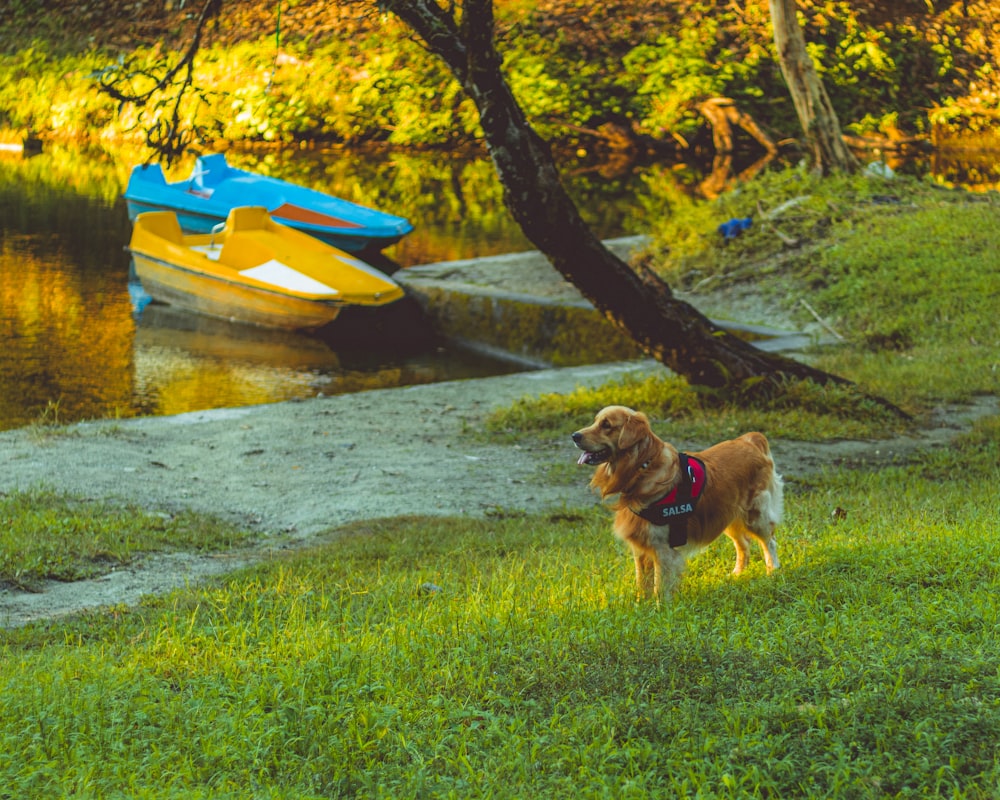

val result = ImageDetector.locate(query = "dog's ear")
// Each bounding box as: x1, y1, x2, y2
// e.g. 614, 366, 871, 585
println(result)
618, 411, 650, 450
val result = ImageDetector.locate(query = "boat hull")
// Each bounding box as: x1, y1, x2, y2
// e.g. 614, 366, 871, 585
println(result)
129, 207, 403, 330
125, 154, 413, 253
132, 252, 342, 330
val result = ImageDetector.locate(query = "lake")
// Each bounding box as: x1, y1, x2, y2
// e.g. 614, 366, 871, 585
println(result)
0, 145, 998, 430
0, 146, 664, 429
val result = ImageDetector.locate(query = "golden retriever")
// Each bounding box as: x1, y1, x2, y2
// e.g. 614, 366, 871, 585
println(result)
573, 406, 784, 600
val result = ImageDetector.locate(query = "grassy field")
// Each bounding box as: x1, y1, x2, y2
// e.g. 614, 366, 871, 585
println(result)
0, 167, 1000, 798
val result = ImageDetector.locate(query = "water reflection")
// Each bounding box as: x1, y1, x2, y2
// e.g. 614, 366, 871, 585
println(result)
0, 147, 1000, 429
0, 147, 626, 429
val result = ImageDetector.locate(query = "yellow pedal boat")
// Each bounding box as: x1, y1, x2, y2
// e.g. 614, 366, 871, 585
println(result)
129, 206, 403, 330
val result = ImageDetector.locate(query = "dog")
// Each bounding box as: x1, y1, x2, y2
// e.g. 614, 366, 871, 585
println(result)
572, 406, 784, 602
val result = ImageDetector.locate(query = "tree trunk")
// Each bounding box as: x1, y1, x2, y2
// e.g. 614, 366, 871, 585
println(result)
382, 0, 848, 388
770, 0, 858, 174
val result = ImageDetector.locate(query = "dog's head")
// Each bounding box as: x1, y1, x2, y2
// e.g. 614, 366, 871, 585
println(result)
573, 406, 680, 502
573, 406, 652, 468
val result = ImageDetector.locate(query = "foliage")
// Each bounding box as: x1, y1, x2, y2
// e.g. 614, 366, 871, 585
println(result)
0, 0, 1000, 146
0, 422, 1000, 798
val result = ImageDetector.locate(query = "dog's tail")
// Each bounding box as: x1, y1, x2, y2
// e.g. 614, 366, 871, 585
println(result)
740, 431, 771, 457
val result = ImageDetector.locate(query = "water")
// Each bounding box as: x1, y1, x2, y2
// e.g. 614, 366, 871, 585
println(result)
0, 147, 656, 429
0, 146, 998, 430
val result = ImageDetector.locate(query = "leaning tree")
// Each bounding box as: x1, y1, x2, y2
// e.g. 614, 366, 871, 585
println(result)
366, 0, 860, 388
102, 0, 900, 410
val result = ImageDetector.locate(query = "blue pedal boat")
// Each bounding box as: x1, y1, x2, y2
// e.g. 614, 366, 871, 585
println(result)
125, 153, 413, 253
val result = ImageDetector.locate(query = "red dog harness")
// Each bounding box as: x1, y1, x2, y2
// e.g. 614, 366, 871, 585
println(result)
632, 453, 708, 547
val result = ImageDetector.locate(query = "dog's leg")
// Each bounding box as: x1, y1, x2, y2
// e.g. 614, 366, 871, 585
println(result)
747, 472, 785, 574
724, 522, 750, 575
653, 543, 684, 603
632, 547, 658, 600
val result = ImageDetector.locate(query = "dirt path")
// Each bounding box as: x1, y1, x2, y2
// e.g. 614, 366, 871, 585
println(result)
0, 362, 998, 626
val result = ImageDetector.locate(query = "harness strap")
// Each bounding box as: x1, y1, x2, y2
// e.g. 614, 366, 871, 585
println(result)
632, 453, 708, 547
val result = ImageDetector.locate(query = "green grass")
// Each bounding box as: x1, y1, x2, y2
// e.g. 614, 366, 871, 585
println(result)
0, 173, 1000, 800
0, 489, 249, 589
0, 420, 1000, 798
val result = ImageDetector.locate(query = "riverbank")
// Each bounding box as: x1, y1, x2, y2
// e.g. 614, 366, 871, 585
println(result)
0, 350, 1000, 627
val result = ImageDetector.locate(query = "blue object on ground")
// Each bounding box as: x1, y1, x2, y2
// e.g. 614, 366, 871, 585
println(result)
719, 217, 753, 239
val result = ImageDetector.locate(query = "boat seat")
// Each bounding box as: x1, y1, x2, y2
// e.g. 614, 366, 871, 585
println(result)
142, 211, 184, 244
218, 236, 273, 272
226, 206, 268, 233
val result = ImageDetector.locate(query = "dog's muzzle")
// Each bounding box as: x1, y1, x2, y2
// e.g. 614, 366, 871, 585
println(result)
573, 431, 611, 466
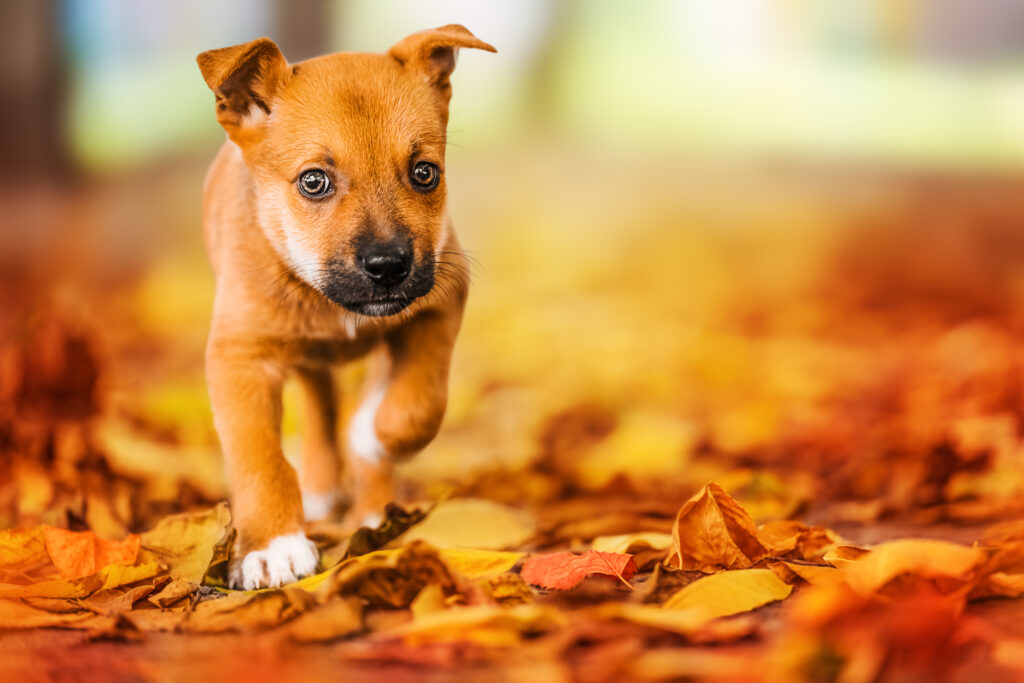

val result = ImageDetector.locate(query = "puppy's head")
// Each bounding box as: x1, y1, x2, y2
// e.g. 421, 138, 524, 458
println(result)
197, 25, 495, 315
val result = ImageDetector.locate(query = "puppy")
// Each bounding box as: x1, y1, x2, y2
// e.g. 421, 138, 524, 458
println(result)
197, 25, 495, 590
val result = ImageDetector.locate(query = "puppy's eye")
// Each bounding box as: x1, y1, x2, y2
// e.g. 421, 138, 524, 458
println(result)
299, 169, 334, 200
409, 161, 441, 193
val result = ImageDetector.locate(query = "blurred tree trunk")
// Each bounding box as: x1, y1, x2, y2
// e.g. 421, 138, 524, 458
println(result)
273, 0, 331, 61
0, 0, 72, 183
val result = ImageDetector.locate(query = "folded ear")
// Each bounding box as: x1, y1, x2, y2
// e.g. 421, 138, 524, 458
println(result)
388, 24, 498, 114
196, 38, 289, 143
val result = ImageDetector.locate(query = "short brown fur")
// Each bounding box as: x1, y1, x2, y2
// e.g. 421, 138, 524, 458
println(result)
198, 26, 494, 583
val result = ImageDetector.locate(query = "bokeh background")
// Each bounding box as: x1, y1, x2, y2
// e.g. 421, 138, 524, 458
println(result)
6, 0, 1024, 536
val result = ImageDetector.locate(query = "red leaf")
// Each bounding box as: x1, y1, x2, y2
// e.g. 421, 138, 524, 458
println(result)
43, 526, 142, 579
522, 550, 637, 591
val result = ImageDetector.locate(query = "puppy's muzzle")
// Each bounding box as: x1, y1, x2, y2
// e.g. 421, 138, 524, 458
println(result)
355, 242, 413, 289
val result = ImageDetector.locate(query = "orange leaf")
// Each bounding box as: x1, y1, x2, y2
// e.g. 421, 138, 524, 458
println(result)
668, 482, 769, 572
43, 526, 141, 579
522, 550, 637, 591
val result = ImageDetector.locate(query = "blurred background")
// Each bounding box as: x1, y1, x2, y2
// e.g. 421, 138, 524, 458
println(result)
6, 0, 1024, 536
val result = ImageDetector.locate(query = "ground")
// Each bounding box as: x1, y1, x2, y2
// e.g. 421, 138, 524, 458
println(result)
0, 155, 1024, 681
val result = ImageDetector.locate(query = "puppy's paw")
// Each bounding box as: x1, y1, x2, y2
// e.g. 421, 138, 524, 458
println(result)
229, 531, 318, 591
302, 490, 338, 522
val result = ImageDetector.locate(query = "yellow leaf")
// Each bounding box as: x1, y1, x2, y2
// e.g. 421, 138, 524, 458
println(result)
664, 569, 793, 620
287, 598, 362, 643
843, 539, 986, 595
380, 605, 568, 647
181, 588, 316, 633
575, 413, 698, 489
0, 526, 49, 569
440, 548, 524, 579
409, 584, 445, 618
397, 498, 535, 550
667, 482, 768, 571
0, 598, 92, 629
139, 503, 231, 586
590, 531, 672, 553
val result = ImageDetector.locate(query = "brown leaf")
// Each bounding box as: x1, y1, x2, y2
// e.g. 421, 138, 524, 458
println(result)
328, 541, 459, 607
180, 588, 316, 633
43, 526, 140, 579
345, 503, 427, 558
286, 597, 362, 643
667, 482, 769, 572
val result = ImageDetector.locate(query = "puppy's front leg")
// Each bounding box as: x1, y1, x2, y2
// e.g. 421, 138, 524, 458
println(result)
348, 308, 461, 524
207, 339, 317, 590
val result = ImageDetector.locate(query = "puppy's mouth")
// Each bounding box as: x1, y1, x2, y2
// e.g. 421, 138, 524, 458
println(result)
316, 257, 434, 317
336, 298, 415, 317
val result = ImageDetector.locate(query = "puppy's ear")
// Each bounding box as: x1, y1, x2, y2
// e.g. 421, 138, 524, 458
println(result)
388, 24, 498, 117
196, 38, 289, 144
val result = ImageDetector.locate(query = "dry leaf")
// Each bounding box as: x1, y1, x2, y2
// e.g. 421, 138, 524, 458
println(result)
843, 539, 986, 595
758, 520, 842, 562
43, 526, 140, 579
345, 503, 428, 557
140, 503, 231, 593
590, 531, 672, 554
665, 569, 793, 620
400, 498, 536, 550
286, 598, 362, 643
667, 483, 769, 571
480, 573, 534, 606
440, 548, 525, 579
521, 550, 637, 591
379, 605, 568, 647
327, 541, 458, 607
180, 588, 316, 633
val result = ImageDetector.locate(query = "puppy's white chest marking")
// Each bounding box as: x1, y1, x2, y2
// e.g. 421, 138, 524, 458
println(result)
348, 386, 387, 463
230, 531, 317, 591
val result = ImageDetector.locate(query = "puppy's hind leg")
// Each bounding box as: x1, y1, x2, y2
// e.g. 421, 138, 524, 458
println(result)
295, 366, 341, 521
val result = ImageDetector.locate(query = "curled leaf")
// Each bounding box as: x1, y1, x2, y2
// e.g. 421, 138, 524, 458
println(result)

○ ○ ○

THE PROBLEM: Convert the records, from their first line through the line containing "129, 206, 403, 330" (including that line), into a Markdown table with the columns Row and Line, one numbered row per line and no rows for blank lines. Leave the pictures out.

EXPECTED OUTPUT:
| Row | Line |
|---|---|
| 1 | val result = ImageDetector.locate(query = "dog's ear") |
| 2 | // Each bounding box as: x1, y1, x2, y2 |
| 3 | // e.g. 614, 366, 871, 585 |
| 4 | println(result) |
| 5 | 618, 411, 650, 450 |
| 6 | val result = ImageDetector.locate(query = "boat hull") |
| 7 | // Each bounding box as: x1, y1, x2, y2 |
| 8 | // e.g. 614, 366, 871, 585 |
| 9 | println(result) |
| 10 | 129, 207, 403, 330 |
| 11 | 125, 154, 413, 253 |
| 12 | 132, 252, 342, 330 |
| 13 | val result = ImageDetector.locate(query = "lake") |
| 14 | // Each bounding box as: x1, y1, x2, y2 |
| 15 | // e.g. 614, 366, 871, 585 |
| 16 | println(result) |
| 17 | 0, 145, 998, 430 |
| 18 | 0, 146, 664, 429 |
| 19 | val result = ImageDetector.locate(query = "golden retriever") |
| 20 | // Each bounding box as: x1, y1, x2, y2 |
| 21 | // e.g. 614, 366, 871, 585 |
| 22 | println(result) |
| 23 | 573, 406, 784, 600 |
| 24 | val result = ImageDetector.locate(query = "grassy field") |
| 25 | // Each bounding box as: x1, y1, x2, y2 |
| 26 | // e.g. 614, 366, 871, 585 |
| 27 | println(result) |
| 28 | 0, 167, 1000, 798 |
| 29 | val result = ImageDetector.locate(query = "water reflection") |
| 30 | // Each bounding box as: x1, y1, x2, y2 |
| 31 | // e.g. 614, 366, 871, 585 |
| 32 | println(result) |
| 33 | 0, 147, 1000, 429 |
| 34 | 0, 147, 626, 429 |
| 35 | val result = ImageDetector.locate(query = "yellow pedal boat") |
| 36 | // Each bounding box as: x1, y1, x2, y2 |
| 37 | // e.g. 614, 366, 871, 585 |
| 38 | println(result) |
| 39 | 129, 206, 403, 330 |